[Document segment]

Despite the protection offered to sea turtles in Bermuda, there are still numerous threats. Data from stranded animals suggest that boat strikes and entanglement (a significant number of which involve monofulament fishein line left in the marine environment by local shoreline fishers) are the most prevelant anthropogenic hazards causing reported standings of sea turtle in Berumda. Both are associated with high levels of mortality. The Wildlife Rehabilitation Program at the Bermuda Aquarium Museum and Zoo receives as many as fifty stranded sea turtles each year.
This program has resulted in the recovery and release of many stranded, injured and sick sea turtles. Some are caught accidentally on hook and line, or are injured by large predators such as sharks. Others are injured by speeding boats with propellers that can easily slice through the turtle’s tough shell. Still others find themselves entangled in discarded fishing gear which causes serious injury, if not drowning. Another threat in Bermuda today is ingestion of plastics. During necropsies of dead, stranded turtles the presence of plastics in the digestive system is regularly observed. During our necropsy session in 2011, plastics were found in the digestive tracts of four of 12 post-hatchling green turtles and loggerheads that stranded in Bermuda during the winter of 2010/2011.

[/Document segment]

— What to work on —
1. Using the text on threats to Bermuda's sea turtles, explain why speeding boats are a danger to the turtles.
2. According to the text on threats to Bermuda's sea turtles, how many stranded sea turtles can the Wildlife Rehabilitation Program at the Bermuda Aquarium Museum and Zoo receive each year?
3. Please carry on the text about threats to Bermuda's sea turtles from the point where it ends.

[Data to examine]

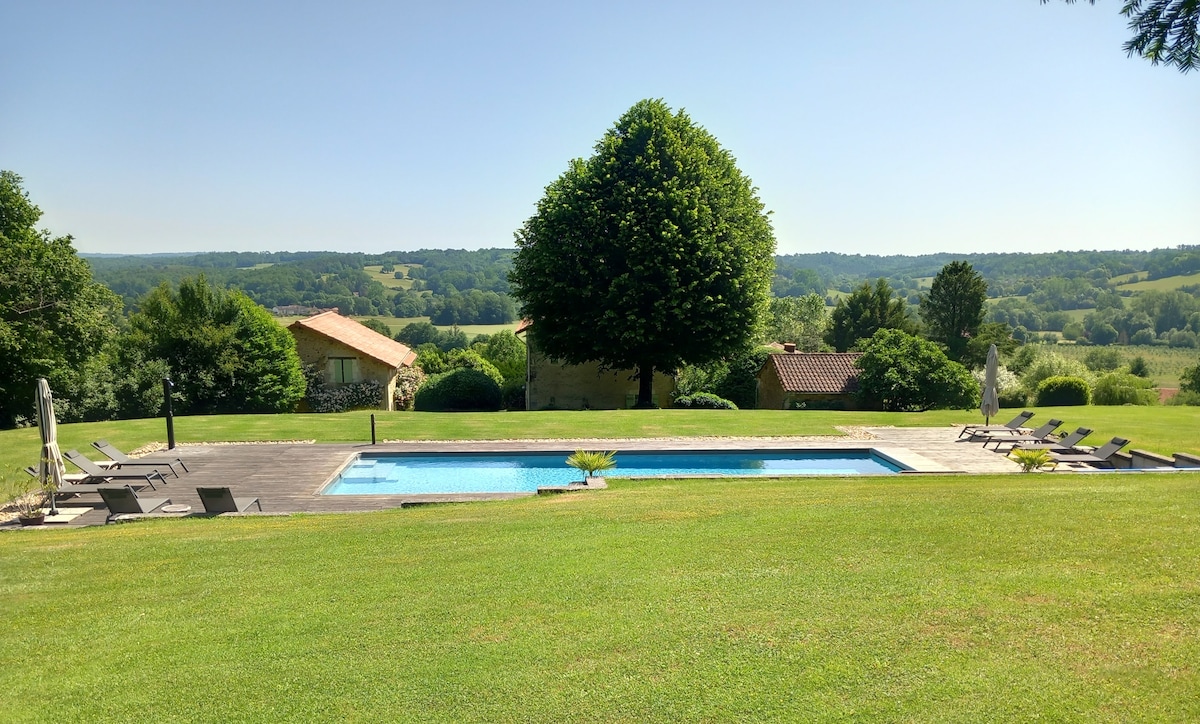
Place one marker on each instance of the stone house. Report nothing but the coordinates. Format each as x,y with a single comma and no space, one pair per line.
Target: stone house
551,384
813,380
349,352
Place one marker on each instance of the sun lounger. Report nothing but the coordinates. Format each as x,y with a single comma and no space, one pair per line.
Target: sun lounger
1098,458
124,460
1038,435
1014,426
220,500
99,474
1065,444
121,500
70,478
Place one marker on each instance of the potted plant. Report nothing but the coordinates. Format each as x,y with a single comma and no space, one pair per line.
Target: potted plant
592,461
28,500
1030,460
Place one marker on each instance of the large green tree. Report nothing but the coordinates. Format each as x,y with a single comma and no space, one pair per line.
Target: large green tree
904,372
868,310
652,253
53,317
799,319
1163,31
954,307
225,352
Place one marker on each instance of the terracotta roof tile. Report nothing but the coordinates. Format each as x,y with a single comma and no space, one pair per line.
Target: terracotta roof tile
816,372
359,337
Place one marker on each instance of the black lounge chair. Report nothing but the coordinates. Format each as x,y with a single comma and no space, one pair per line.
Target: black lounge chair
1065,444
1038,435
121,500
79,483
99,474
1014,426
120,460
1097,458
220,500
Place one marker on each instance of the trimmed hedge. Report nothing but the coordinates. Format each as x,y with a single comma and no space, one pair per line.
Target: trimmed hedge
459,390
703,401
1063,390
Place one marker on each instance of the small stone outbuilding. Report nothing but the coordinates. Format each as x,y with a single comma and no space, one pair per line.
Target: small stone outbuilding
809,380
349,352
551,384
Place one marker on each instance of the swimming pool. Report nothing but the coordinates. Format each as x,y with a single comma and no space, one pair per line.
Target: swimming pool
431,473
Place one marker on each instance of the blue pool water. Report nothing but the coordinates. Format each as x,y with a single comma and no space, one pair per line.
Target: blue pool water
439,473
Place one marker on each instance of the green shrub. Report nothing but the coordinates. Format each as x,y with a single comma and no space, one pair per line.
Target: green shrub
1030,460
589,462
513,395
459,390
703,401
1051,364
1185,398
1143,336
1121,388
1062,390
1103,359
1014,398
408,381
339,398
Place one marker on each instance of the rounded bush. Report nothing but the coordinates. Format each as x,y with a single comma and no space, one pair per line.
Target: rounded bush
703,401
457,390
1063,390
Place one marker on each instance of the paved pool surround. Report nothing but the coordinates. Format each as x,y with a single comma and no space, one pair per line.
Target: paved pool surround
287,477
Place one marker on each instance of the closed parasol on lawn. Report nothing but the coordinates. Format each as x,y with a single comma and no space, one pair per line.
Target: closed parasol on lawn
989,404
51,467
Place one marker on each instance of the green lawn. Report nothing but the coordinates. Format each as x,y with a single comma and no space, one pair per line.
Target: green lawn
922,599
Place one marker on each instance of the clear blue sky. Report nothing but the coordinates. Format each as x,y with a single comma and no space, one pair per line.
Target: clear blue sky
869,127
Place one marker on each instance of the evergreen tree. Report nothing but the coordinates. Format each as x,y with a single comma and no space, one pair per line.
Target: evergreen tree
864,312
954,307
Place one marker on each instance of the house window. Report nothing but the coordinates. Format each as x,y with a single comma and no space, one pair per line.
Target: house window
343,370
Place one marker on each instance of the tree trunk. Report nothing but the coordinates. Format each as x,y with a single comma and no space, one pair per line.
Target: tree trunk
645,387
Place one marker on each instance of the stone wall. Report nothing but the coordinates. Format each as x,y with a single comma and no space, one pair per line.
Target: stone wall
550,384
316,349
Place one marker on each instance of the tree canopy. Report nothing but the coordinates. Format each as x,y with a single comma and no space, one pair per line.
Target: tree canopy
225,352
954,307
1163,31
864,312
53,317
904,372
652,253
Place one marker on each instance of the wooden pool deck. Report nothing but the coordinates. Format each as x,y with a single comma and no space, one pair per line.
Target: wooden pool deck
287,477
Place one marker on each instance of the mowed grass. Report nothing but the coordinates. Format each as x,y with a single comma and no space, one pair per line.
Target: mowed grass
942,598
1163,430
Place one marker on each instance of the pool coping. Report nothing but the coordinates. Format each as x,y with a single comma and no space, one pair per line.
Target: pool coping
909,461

[/Data to examine]

— Task-by-task answers —
1. Their propellers can easily slice through a turtle's tough shell.

2. As many as fifty.

3.
Turtles that strand alive are regularly brough back to good health by BAMZ staff and released back into the wild. During their revoery, they are often used in educational exhibits. Once they are ready to be released into the wild, the turtles are tagged with Bermuda Turtle Project tags and released in appropriate habitat. Thanks to our friends at BIOS, we are able to send posthatchlings out to Sargassum mats in the open ocean. Larger turtles are released on the Bermuda Platform.
A Few Case Histories
One small green turtle, named Tex by Aquarium staff, was attacked by a shark and had open wounds through the shell and into its body cavity. It was bleeding profusely, and a rear flipper was completely ripped off. TEX had little hope of surviving the ordeal. Aquarium staff pulled fragments of broken bone and shell from TEX’s body cavity and then built a cast out of epoxy resin. After TEX spent eight weeks in this cast, we were amazed to find healing and regeneration of shell. Our friend Tex made a complete recovery and was returned to the wild.
In 1992, an immature green turtle was found beached on our south shore, lethargic and bleeding quite badly. The stranded green turtle was lucky to have survived an encounter with a shark. The top shell of the animal was fractured, the front right and the hind left flipper were severed, and the body had numerous lacerations.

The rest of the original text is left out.